#### DATA EXCERPTS:

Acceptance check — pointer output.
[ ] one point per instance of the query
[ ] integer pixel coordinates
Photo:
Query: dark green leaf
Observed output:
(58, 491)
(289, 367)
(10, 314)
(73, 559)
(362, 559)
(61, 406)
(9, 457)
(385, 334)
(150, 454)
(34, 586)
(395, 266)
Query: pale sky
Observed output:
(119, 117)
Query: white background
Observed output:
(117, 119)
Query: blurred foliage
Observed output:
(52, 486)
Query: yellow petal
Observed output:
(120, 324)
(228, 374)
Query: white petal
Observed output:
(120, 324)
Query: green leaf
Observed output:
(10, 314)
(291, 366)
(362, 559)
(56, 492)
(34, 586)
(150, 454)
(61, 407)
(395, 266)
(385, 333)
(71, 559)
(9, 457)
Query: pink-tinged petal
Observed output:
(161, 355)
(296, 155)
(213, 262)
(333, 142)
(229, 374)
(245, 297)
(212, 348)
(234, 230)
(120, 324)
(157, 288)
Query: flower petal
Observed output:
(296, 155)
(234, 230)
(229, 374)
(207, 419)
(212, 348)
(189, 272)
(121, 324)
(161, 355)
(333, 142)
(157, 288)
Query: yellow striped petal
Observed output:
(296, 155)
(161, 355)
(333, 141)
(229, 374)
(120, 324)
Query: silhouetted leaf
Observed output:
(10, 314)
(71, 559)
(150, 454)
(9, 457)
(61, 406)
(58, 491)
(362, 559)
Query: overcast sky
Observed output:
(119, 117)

* * *

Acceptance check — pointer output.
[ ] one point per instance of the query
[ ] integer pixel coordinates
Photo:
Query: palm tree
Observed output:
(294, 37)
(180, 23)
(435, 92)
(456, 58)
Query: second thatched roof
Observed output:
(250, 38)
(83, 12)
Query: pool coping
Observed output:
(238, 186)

#### TASK STATEMENT:
Reproduce each line in the listing above that mentions the string "white".

#### ANSWER BOX:
Query: white background
Query: white petal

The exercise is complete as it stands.